___ TEXT PASSAGE
# #1 Confidence Lure for SW Ohio



## BlueWater (Feb 13, 2005)

What has been your #1 confidence lure, this year, for SW OH waters regardless of the species you were fishing for? It's that lure you throw and you can visualize the strike before it even happens! I know people have more than one so feel free to list your 2nd, 3rd, etc. lures as well. Let's hear from the fly guys as well.

1. White curl tail grub w/ jig head
2. Silver Spoon
3. Green and Chart. tube bait
4. White crank bait

BlueWater


----------



## soua0363 (Jun 10, 2005)

#1 Rapala DT4 in Bluegill
#2 Rapala DT4 in Hot Mustard
#3 Bass Pro Nitro Medium Diving (4'-6') Crankbait in Texas Shad
#4 Bass Pro Nitro Medium Diving (4'-6') Crankbait in Firetiger

These four crankbaits have been killer for me throughout the fishing season from early spring to now.


----------



## TomC (Aug 14, 2007)

Number one aint a lure but its what I always go to, big ole lively bass minnows. nothing beats em. Lure wise here we go
(1)Berkley Frenzy medium diver crank bait in crawdad color
(2)Berkley frenzy 1/2oz rattlr in the old style bluegill color.
(3) 1/4oz bettlespin in white w/black stripe


----------



## BlueWater (Feb 13, 2005)

I'll have to try the bluegill color. I notice that the tip of their tails has a chart. look to it. I guess that's why those chart. tailed baits work so well.

BlueWater


----------



## BigSmallieMike (Oct 20, 2005)

Spinning gear - Rapala Countdown in black and gold

Flyfishing - Meat Whistle in olive green or Clouser Minnow


----------



## HookUpFishOn (Apr 29, 2005)

4" watermelon tube
Texas Rigged


----------



## xmatthewx (Jul 29, 2007)
______
WHAT IS REQUIRED - In the thread on confidence lures for SW Ohio, which lure does BigSmallieMike list for spinning gear? These lines have no connection to the thread above.
___ DATA EXTRACT
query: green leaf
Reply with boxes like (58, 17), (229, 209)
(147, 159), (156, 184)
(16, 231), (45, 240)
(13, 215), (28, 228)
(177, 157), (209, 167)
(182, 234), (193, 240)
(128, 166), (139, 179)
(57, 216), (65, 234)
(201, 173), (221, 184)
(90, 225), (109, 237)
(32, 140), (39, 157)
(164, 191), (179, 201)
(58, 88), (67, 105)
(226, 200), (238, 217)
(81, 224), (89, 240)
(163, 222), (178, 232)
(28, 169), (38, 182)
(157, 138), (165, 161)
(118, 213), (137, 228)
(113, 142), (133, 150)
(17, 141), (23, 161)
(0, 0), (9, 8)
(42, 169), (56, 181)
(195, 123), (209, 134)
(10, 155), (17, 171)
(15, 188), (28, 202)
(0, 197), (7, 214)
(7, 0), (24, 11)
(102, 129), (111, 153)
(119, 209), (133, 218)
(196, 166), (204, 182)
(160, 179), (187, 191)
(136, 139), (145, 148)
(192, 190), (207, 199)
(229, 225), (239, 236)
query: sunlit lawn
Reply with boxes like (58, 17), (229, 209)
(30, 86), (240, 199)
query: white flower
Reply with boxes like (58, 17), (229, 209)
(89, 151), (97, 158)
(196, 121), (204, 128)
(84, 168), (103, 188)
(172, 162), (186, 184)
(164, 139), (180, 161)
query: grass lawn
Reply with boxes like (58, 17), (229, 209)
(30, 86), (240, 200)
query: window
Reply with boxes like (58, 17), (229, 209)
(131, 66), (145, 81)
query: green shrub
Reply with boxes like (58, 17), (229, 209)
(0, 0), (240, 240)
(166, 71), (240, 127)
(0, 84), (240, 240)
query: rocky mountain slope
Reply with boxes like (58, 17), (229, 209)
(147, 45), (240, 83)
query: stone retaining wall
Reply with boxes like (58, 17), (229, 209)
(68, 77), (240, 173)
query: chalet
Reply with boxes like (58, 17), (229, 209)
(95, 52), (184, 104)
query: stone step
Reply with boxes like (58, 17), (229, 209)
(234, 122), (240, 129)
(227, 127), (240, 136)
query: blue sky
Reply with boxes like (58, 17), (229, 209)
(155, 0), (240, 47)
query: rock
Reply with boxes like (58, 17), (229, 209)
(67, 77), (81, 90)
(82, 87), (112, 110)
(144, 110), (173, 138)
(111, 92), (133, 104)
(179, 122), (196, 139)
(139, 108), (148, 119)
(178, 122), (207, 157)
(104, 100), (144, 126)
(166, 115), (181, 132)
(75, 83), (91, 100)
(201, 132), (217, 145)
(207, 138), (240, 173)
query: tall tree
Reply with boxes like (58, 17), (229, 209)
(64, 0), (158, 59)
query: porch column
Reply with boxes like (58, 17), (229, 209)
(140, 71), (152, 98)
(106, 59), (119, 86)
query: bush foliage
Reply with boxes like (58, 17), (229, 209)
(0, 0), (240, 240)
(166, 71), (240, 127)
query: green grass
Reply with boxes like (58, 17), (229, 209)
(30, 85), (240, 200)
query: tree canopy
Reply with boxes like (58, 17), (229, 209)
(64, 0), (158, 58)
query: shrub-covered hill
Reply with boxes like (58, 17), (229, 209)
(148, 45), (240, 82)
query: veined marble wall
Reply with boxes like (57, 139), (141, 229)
______
OUTPUT FOR THIS EXERCISE - A Rapala Countdown in black and gold.